WHAT IS ASKED:
• 1. The notes on sampling methods name several other methods as alternatives to uniform sampling. List all of them.
• 2. According to the notes on sampling methods, why does Importance Sampling use a simpler density $Q(x)$ and introduce weights $w_r$?
• 3. In the notes on sampling methods, what is the volume of the typical set $T$?

The problems to be Solved
- Problem 1: to generate samples $\{\textbf x^{(r)}\}_{r=1}^R$ from a given probability distribution $P(\textbf x)$.
- Problem 2: to estimate expectations of functions under this distribution, for example,
$$\boldsymbol{\Phi} = \int \phi(\textbf x)P(\textbf x)\mathrm{d}^N \textbf x$$
Uniform Sampling
Drawing random samples $\{\textbf x^{(r)}\}_{r=1}^R$ uniformly from the state space and evaluating $\mathbb P^*(\textbf x)$ at those points. Defined $Z_R$ as,
$$Z_R = \sum_{r=1}^R P^*(\textbf x)$$
And estimate $\boldsymbol{\Phi} = \int \phi(\textbf x)P(\textbf x)\mathrm{d}^N \textbf x$ by,
$$\hat{\boldsymbol{\Phi}} = \sum_{r=1}^R\phi(\textbf x^{(r)}\frac{P^*(\textbf x^{(r)})}{Z_R}.$$
Typical Set: A high-dimensional distribution is often concentrated in a small region of the state space knwon as its typical set $T$, whose volume is given by $|T|\simeq 2^{H(\textbf X)}$, where $H(\textbf X)$ is the Shannon-Gibbs entropy,
$$H(\textbf X) = \sum_{\textbf X}P(\textbf x)\log_2\frac{1}{P(\textbf x)}$$
若以只有两个状态点的Ising Model举例的话,一般来说我们只需要抽样$R_{\min}$个点就可以很好的估计了,
$$R_{\min}\simeq 2^{N-H} = 2^{N – N/2} = 2^{N/2}$$
$N$为维数。
但由于Sampling次数还是太大,我们还是进行计算,而且在高维的情况下,如果$\mathbb{P}(\textbf x)$不是Uniform,那么也很难利用这个方法来Sampling。因此提出了其他方法来解决,例如Importance Sampling, Rejection Sampling, Metropolis Method, Gibbs Sampling etc.
Importance Sampling
Importance Sampling 主要解决第二个问题。
Find a simpler density $Q(x)$, and its $Q^*(x)$ is easy to generate.
Introduce the ‘weights’,
$$w_r = \frac{P^*(x^{(r)})}{Q^*(x^{(r)})}$$
which we use to adjust the “importance” of each point in our estimator thus:
$$\hat{\boldsymbol{\Phi}} = \frac{\sum_rw_r\phi(x^{(r)})}{\sum_rw_r}.$$
If $Q(x)$ is non-zero for all $x$ where $P(x)$ is non-zero, it can be proved that $\hat{\boldsymbol{\Phi}}$ converges to $\boldsymbol{\Phi}$ as $R$ increases.

EXTRACTED ENTRIES:
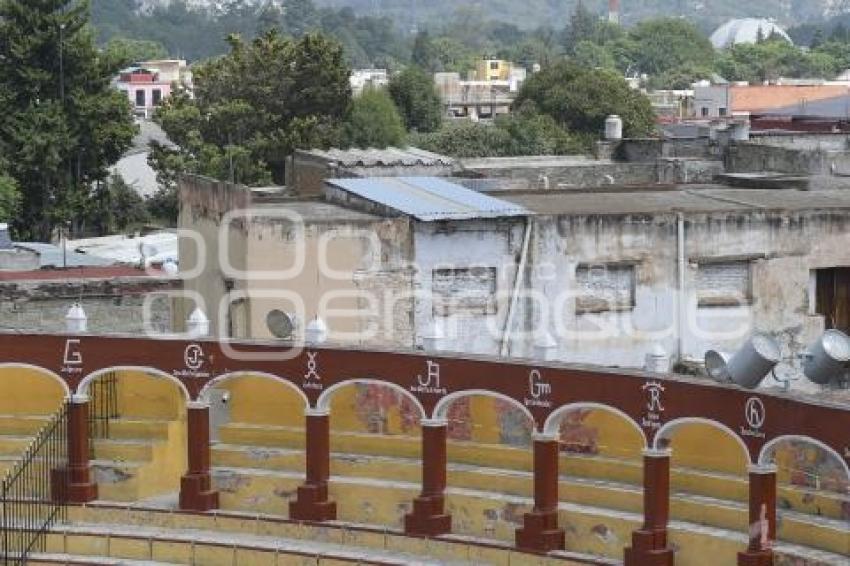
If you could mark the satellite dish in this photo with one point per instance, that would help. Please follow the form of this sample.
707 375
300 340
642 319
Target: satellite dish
827 358
280 324
715 365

RESULTS:
• 1. Importance Sampling, Rejection Sampling, Metropolis Method, Gibbs Sampling

• 2. The simpler density $Q(x)$ is chosen because its $Q^*(x)$ is easy to generate. The weights $w_r = P^*(x^{(r)})/Q^*(x^{(r)})$ adjust the "importance" of each point in the estimator.

• 3. $|T|\simeq 2^{H(\textbf X)}$, where $H(\textbf X)$ is the Shannon-Gibbs entropy.